* Assignment *
What is needed here is every line of the records that includes "below".

* Information *
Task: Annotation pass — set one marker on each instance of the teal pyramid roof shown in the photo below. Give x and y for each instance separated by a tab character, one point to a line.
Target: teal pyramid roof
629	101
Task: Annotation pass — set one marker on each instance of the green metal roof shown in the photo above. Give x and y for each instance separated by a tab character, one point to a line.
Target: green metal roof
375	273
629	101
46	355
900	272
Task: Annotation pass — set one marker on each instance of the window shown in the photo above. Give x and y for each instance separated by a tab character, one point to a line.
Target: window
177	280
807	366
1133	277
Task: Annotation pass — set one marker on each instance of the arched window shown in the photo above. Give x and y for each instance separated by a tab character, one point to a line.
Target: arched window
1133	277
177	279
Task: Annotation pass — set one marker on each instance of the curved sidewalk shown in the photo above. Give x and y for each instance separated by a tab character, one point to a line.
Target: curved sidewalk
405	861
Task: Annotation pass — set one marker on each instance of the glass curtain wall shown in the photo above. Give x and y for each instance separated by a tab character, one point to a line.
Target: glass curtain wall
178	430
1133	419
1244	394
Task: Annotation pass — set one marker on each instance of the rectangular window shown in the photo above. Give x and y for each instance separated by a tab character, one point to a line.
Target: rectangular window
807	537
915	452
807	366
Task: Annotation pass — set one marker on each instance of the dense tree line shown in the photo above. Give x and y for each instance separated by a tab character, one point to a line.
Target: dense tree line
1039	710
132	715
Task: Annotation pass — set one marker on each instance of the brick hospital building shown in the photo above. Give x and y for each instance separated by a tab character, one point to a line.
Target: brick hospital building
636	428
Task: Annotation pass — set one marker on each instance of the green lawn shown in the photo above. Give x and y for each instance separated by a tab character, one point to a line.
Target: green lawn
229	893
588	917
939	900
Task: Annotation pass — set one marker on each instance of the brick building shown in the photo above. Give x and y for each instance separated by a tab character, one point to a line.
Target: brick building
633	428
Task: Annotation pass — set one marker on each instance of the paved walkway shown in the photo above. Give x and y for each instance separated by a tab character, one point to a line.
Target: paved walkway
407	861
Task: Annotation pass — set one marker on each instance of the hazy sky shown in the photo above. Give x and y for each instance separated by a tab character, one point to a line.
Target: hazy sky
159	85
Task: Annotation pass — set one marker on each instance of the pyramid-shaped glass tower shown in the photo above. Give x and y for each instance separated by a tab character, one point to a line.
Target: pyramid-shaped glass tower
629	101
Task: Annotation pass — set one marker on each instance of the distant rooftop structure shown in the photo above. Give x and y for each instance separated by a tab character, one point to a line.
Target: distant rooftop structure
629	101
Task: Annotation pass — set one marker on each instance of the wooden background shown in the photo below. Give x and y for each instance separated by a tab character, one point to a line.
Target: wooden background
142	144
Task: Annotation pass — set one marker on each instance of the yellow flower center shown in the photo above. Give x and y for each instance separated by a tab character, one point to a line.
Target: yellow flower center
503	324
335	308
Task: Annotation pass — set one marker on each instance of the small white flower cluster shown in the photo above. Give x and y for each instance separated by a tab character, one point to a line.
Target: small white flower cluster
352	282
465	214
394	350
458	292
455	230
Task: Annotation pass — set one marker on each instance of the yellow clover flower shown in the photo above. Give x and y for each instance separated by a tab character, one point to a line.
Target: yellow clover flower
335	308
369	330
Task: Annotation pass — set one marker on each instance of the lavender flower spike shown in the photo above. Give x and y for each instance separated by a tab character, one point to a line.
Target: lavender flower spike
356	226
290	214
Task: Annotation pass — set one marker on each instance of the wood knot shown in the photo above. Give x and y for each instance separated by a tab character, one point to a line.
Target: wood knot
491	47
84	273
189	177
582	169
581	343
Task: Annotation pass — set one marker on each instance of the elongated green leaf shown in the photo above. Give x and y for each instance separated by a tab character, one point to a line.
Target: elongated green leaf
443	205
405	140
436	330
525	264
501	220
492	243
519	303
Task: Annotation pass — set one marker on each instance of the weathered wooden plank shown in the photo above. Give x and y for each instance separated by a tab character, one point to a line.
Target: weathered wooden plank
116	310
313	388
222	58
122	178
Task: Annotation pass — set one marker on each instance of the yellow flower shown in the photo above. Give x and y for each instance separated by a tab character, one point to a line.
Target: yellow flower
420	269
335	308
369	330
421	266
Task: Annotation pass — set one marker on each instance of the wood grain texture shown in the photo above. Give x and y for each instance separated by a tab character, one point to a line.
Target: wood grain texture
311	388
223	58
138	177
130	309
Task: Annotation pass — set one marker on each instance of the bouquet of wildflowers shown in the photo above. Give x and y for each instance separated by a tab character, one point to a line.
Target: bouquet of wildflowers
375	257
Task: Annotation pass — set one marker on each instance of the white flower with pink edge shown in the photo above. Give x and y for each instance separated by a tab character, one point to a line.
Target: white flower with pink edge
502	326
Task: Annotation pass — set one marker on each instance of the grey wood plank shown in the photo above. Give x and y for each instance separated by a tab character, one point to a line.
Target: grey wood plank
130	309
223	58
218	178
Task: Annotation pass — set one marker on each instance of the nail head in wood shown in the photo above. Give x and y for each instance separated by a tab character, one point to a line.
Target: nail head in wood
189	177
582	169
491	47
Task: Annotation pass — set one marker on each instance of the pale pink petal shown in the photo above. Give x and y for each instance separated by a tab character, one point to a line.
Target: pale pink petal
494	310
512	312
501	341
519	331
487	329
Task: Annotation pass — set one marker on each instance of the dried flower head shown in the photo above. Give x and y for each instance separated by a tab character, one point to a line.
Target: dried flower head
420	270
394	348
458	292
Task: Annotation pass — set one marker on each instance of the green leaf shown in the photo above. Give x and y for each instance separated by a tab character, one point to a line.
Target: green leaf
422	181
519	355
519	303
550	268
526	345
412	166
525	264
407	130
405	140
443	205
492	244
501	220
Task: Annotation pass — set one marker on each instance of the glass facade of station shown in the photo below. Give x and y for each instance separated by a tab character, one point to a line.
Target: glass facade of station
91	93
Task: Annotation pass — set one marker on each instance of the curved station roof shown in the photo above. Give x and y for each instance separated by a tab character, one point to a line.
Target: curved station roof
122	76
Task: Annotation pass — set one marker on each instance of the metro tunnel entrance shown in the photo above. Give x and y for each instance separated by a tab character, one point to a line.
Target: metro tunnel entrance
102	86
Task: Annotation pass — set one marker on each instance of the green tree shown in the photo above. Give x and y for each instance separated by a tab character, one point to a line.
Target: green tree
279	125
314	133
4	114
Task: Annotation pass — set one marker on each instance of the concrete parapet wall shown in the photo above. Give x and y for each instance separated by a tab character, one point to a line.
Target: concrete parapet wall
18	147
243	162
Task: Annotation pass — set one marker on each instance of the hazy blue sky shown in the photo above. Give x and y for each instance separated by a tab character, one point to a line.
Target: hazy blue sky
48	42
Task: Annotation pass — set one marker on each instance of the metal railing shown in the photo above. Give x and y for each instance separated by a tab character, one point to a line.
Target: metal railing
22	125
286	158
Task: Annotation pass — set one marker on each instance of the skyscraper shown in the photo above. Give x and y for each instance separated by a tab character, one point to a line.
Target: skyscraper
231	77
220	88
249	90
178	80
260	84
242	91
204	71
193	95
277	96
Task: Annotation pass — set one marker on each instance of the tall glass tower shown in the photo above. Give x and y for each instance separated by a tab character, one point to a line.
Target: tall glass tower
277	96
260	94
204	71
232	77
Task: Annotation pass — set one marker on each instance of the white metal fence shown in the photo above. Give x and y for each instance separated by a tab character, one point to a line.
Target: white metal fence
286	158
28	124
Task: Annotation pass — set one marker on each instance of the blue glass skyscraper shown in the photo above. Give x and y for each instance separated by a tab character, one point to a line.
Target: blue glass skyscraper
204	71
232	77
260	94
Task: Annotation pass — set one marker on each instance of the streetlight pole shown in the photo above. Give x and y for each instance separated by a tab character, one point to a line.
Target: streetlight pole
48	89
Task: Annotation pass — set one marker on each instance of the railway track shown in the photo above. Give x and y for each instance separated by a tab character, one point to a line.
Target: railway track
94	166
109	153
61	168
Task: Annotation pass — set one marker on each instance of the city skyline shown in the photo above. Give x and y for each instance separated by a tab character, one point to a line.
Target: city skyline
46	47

* Answer to the exercise *
Task: Annotation pass — set one marker on each instance of the teal pyramid roof shown in the photo below. Give x and y for each instance separated by a tab character, one point to a line.
Task: Annotation pass — set one marker on each instance of the wooden background shown in the photo below. Give x and y for each instance separated by a tab character, one point to a line.
Task: Annotation pass — set one marker on each instance of the glass facade of station shown in the photo below. Give x and y for each instance separated by a tab character, one point to a line.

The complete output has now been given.